WHAT YOU SHOULD DO
Copy out every line of the entries below with identical wording, but leave out the pictures.

SOURCE DATA

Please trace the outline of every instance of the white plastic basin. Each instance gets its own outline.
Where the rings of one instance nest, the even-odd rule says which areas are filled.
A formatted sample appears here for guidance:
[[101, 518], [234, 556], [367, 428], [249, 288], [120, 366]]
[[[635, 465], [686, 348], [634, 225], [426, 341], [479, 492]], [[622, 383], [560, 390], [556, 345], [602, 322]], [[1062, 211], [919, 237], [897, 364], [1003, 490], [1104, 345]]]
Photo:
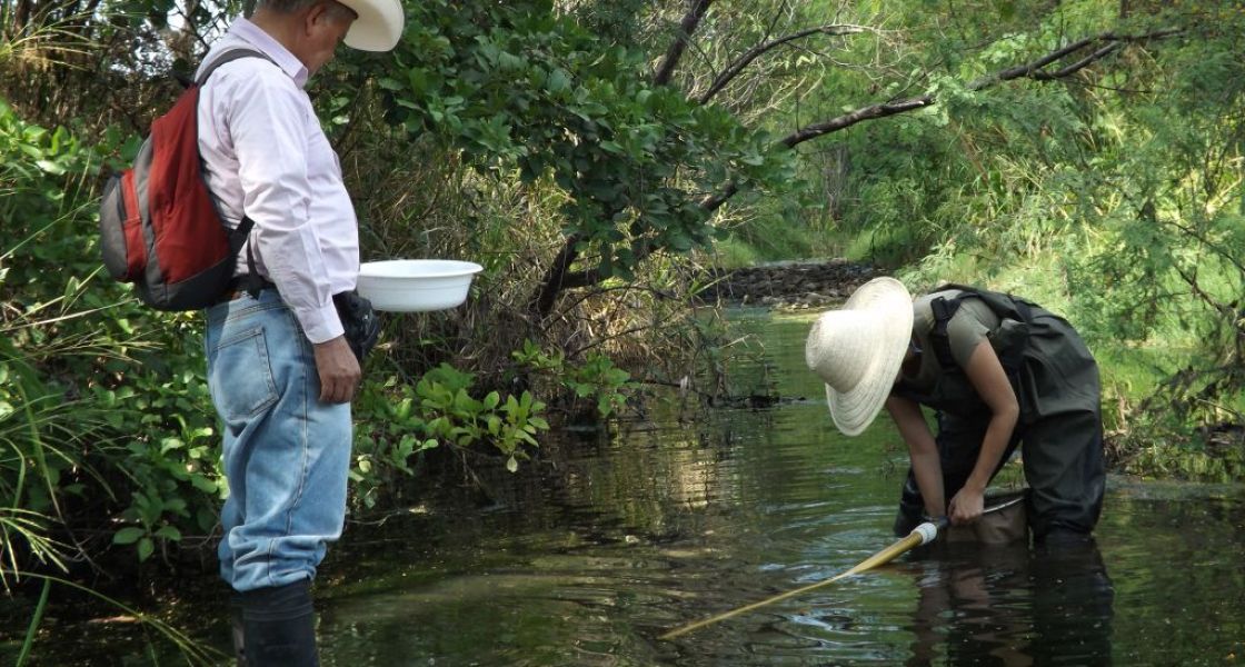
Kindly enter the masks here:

EXERCISE RESPONSE
Please trace the outline of every instance of the white plastic basin. Each instance gets its own outline.
Where the rings of one instance nest, the even-odd rule says which areas are filled.
A formatted sample appears here for guidance:
[[101, 518], [234, 556], [367, 428], [249, 288], [120, 366]]
[[[635, 465], [686, 348], [634, 225], [426, 341], [479, 492]], [[622, 383], [560, 390], [556, 345], [602, 322]], [[1062, 211], [919, 237], [897, 364], [1003, 490], [1104, 345]]]
Photo:
Kindly enter the masks here:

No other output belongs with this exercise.